** Opening Provided material block **
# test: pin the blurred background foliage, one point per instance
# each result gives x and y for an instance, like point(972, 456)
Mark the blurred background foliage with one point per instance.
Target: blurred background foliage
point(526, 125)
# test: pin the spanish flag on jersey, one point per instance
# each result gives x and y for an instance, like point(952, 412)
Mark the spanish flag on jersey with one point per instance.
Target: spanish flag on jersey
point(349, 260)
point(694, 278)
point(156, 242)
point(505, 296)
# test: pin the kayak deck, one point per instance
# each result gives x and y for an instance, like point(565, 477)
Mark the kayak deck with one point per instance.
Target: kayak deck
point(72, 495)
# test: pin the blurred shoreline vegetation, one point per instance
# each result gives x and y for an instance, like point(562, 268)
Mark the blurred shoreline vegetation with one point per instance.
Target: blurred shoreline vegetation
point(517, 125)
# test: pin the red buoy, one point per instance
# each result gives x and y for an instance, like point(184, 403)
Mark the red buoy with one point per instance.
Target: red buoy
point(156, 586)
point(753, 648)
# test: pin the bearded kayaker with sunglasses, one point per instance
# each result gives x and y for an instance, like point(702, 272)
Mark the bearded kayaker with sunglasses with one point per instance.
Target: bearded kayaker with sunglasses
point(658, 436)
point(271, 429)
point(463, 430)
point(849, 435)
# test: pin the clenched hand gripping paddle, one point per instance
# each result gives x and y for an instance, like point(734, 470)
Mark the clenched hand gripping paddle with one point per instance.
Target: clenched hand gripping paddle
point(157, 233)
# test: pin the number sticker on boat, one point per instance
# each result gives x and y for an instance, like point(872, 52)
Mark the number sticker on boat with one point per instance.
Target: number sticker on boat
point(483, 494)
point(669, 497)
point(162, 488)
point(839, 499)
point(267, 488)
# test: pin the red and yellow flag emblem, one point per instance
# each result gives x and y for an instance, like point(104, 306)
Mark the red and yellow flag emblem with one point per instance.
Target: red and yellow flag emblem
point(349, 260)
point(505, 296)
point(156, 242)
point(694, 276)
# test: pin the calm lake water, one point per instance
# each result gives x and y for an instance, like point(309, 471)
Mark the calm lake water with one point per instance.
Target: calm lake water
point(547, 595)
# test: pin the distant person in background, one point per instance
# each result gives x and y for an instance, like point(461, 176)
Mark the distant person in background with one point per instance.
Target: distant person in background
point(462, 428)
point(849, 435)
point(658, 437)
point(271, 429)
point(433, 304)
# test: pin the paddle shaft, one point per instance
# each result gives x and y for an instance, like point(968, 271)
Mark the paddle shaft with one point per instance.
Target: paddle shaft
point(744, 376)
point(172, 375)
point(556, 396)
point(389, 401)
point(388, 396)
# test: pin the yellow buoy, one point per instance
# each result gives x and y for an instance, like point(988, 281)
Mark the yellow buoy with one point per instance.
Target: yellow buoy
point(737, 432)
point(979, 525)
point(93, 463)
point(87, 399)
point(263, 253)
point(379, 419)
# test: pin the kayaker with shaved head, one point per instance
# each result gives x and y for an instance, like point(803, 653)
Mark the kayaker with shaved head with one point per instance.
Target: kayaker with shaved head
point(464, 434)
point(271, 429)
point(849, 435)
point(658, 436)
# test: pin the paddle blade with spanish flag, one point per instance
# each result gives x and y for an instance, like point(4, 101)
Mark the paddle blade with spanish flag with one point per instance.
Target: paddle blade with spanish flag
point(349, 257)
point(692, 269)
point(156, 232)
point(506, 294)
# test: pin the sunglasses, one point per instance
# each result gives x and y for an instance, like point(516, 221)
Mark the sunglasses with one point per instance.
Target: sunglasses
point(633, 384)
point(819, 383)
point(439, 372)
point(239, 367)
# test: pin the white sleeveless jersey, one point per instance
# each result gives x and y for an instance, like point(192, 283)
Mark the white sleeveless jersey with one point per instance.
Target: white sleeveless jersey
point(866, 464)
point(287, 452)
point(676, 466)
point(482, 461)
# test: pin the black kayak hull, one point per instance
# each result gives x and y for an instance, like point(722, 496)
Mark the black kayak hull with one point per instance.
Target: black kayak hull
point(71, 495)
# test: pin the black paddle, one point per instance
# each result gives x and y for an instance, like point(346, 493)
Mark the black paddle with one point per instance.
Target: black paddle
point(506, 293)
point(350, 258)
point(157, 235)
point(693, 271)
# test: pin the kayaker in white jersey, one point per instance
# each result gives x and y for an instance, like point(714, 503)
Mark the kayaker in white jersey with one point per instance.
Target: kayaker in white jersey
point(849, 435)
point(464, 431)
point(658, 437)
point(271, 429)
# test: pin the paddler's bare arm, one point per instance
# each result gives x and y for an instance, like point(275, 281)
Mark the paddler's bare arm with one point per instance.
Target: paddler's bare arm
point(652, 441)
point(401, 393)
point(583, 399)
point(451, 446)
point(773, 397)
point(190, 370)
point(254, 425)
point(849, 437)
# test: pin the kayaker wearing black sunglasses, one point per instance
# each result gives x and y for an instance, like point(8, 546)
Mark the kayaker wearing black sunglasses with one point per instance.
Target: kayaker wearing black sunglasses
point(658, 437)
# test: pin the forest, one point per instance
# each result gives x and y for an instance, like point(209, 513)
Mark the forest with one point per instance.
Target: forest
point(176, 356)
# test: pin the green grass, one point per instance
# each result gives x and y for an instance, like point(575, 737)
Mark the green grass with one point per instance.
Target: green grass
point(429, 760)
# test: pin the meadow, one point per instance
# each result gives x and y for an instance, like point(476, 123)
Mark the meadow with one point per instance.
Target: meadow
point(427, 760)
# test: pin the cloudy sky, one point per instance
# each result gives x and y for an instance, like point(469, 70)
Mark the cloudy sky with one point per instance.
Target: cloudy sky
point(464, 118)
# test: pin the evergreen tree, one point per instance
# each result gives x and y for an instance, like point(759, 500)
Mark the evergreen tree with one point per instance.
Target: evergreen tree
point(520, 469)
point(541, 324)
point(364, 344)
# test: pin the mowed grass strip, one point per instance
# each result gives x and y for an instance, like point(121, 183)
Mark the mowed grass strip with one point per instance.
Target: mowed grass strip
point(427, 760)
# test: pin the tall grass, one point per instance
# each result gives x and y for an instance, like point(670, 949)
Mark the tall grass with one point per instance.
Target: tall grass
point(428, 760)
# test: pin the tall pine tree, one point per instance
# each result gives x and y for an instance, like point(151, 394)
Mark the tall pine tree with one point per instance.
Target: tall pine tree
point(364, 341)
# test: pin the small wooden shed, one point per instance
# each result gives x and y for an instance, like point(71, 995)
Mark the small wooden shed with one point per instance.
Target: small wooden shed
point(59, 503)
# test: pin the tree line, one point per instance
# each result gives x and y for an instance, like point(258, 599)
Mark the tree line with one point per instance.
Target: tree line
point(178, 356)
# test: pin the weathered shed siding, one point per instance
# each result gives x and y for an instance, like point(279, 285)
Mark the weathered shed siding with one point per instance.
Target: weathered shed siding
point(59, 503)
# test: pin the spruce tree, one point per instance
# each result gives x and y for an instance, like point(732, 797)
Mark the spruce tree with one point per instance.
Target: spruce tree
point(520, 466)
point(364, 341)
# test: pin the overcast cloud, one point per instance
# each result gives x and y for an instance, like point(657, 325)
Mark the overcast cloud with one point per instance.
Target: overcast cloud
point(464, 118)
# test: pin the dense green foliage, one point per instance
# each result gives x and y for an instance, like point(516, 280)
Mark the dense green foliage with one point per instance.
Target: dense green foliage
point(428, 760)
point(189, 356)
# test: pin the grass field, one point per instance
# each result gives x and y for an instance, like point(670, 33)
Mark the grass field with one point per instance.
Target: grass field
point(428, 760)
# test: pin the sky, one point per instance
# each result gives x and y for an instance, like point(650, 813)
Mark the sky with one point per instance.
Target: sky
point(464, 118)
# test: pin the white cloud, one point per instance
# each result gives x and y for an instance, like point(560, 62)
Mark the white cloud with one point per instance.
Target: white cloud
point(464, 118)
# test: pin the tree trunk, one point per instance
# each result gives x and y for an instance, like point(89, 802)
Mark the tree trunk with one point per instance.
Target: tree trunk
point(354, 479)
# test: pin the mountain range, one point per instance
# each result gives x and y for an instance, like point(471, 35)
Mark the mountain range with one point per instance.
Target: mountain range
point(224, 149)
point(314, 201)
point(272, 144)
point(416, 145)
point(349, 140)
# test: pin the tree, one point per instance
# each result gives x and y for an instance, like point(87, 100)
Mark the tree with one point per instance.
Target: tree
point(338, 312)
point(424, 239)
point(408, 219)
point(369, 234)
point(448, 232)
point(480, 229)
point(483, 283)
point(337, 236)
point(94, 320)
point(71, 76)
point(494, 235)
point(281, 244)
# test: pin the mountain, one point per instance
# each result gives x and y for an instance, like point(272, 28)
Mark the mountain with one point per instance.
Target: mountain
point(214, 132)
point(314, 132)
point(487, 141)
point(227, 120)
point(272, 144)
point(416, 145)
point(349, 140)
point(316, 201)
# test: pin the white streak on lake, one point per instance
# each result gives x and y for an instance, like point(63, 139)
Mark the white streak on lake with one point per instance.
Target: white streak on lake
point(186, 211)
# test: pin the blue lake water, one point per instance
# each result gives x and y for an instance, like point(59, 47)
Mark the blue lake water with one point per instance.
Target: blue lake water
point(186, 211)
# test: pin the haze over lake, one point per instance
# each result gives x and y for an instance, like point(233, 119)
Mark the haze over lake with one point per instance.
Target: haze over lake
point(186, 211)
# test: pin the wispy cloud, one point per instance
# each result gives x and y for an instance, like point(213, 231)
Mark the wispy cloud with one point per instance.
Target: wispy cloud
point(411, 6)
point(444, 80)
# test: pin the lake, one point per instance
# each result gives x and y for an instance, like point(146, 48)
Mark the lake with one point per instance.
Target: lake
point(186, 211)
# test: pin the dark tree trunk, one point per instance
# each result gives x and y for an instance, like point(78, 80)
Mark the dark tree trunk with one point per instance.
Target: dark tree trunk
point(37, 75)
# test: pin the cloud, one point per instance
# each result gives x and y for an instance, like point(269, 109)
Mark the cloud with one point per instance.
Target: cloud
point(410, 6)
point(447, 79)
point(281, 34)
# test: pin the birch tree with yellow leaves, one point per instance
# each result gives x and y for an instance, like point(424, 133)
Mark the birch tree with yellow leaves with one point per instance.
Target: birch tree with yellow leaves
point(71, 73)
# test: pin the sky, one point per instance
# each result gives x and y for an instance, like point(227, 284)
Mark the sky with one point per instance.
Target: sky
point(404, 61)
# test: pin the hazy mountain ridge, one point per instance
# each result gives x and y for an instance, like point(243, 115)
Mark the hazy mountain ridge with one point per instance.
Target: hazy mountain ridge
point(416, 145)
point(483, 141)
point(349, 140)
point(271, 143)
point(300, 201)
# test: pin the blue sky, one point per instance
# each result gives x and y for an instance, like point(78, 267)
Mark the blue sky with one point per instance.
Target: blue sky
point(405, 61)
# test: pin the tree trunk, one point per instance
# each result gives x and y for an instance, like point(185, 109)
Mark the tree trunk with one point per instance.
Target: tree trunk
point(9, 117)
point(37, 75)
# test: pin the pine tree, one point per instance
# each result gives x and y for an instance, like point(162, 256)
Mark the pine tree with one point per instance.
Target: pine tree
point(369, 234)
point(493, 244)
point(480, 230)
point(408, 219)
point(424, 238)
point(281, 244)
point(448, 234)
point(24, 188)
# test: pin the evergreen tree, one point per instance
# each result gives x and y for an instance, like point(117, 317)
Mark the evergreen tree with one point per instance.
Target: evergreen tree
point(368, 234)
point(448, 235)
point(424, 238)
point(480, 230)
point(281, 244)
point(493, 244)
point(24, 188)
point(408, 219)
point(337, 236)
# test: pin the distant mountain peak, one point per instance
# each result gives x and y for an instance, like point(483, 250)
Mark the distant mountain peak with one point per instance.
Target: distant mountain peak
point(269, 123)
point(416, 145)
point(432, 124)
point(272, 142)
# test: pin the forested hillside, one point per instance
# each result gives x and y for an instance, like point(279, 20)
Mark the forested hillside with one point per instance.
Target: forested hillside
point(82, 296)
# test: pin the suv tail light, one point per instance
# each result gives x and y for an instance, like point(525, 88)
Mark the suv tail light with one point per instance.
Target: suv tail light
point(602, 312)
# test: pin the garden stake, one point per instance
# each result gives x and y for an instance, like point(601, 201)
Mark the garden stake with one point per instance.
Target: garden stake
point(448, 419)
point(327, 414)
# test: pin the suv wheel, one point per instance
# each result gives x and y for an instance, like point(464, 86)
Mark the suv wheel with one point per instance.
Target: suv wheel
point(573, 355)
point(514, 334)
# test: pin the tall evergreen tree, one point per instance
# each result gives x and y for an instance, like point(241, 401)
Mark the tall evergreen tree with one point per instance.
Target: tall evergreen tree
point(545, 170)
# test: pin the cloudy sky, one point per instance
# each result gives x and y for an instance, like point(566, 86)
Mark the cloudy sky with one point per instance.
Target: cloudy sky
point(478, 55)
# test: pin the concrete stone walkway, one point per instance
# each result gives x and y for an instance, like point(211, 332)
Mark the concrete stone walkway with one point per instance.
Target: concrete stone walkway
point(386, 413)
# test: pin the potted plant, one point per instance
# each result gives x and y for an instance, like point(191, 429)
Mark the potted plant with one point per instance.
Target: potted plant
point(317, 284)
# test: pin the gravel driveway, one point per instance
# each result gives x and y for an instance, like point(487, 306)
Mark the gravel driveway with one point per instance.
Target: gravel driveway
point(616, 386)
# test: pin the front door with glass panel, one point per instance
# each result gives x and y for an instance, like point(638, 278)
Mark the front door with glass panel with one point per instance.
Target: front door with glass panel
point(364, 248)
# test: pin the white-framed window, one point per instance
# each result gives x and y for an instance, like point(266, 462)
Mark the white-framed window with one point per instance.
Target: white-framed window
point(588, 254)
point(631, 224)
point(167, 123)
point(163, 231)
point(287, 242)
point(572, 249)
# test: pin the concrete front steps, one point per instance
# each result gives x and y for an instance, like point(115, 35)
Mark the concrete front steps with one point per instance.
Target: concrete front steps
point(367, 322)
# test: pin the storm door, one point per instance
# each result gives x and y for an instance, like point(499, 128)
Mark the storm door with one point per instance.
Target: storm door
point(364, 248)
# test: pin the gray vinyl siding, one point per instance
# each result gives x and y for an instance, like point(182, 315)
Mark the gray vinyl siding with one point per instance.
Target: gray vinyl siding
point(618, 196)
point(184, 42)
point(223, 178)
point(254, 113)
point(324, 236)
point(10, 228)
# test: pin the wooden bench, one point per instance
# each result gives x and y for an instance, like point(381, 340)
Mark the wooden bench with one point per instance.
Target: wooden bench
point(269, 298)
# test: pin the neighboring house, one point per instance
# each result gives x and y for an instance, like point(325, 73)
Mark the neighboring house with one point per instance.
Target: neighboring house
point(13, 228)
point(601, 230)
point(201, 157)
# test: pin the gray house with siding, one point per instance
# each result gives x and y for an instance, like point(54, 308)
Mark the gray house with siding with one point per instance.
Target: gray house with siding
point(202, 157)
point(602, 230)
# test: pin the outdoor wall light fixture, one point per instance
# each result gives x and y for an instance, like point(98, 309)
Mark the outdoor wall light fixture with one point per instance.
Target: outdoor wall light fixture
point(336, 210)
** Closing Provided material block **
**Prompt:**
What you give back should be exactly the lines of the data above from the line with "like point(972, 456)" through the line with "# test: pin the clenched", both of those included, and nothing more.

**Solution to this problem:**
# each result gives x and y for an instance, like point(972, 456)
Mark the blurred background foliage with one point per instance.
Target: blurred background foliage
point(526, 125)
# test: pin the spanish flag on jersey, one point per instance
# each result gives x and y for an instance, like point(952, 412)
Mark the spanish flag on jersey with one point per instance.
Target: spanish flag on jersey
point(349, 260)
point(694, 278)
point(156, 242)
point(505, 296)
# test: pin the kayak deck, one point per instance
# each result gives x and y for an instance, like point(565, 477)
Mark the kayak deck with one point per instance.
Target: kayak deck
point(72, 495)
# test: pin the blurred shoreline vegetation, one point per instance
# each result gives x and y for an instance, like point(562, 268)
Mark the blurred shoreline vegetation with one point per instance.
Target: blurred shoreline vegetation
point(517, 125)
# test: pin the red buoy, one point per instance
# each result gives x and y for an instance, like point(184, 403)
Mark the red buoy with one point per instance.
Target: red buoy
point(156, 586)
point(753, 648)
# test: pin the bearded kayaker with sunglasses, one point per instance
# each result gives x and y for an instance, like point(702, 272)
Mark the bearded kayaker with sunglasses with one point per instance.
Target: bearded kayaker with sunglasses
point(658, 436)
point(271, 429)
point(463, 430)
point(849, 435)
# test: pin the clenched hand gripping paddle, one point per instance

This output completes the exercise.